··· Source records ···

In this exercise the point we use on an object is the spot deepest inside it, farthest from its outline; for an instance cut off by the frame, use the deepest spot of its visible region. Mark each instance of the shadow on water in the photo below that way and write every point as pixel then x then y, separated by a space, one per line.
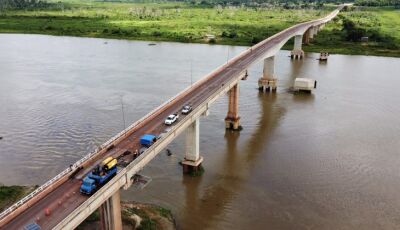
pixel 234 170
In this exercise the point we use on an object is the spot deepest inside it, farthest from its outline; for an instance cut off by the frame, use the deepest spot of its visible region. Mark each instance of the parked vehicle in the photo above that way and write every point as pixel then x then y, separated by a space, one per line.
pixel 171 119
pixel 142 150
pixel 32 226
pixel 148 139
pixel 99 176
pixel 186 109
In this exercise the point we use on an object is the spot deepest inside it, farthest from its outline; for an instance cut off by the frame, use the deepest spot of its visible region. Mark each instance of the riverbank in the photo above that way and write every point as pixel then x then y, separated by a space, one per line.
pixel 183 22
pixel 11 194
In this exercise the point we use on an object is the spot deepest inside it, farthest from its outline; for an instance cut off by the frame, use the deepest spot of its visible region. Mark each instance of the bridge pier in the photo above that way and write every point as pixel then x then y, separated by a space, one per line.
pixel 311 33
pixel 232 120
pixel 297 52
pixel 268 81
pixel 193 160
pixel 110 213
pixel 306 37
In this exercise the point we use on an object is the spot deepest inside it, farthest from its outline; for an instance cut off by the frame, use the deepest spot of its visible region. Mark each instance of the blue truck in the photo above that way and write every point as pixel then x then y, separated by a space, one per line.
pixel 99 176
pixel 148 139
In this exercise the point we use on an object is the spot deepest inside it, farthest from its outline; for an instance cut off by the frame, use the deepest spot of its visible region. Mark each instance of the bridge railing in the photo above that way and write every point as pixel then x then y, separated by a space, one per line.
pixel 155 111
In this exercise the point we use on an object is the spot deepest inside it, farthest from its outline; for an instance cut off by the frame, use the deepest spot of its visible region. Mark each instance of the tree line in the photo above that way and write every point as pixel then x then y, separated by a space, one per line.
pixel 23 4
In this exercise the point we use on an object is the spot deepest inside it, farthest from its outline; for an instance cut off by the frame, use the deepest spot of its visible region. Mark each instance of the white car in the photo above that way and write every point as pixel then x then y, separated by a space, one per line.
pixel 171 119
pixel 186 109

···

**Goal of the exercise**: Could you reproduce every entry exactly, leaving out the pictures?

**Solution to this exercise**:
In this exercise the point we use on an object is the spot deepest inside it, farthest from its outline; for an instance cut off by the frame, use the deepest spot of its visible region. Mark each instance of the shadow on water in the photo below that way and write every point as pixel then x then y, separated by a space, one per line.
pixel 234 170
In this exercise the point we use on an object is the spot deepest inside it, farthest from its outline; for an instance cut off by the frame, use the deepest spot of its visible region. Mark each instance of the parked vehicle in the photo above that way and write every point as pixel then x then y, separated by a space, one per line.
pixel 171 119
pixel 142 150
pixel 32 226
pixel 148 139
pixel 99 176
pixel 186 109
In this exercise the point we use on an object is the spot deepest inside it, farthest from its outline; for an instance cut off by the frame, use the deepest spot of its visible region. Mark each instance of the riverbank in the photo above that way and write every point as pixel then x then y, separated by a space, one per line.
pixel 183 22
pixel 11 194
In this exercise the point we use on an object is the spot deepest inside it, farthest from its outline; for an instance cut off by the frame, use the deepest spot of its visible region. Mark each instance of the bridge pier in the photo above that way and write every point as pixel then x then y, separated by a space, one per line.
pixel 311 33
pixel 232 120
pixel 297 52
pixel 268 81
pixel 193 160
pixel 110 213
pixel 306 37
In this exercise the point we use on an object is the spot deepest inside it, farthest from its outline; for an instance cut off by the frame, use the deepest spot of its visible region. Mark each instance of the blue truck in the photo above that way and write every point as pixel then x then y, separated by a space, one per line.
pixel 99 176
pixel 148 139
In this exercise the point we use on an object is the spot deepest inside it, farthest from its outline; for an instance cut off by the frame, use the deepest spot of its visible region. Mark each instance of the bridge railing in the photo above that way and write every point as pixel then x then y, separated by a space, one per line.
pixel 155 111
In this exercise the point we use on an object is the spot deepest inside it, farthest from its outline; for an instance cut off by the frame, use the deepest spot of its visible region. Mark each instance of the tree line in the photo above that way and write every point as pixel then x then y, separated by a space, one per line.
pixel 23 4
In this exercise the point we use on an object is the spot deepest inside it, farthest from its outline; for an instance cut off by the frame, use the deepest spot of its visible region. Mark each instance of the white car in the photo above that way and write every point as pixel then x then y, separated by a space, one per line.
pixel 171 119
pixel 186 109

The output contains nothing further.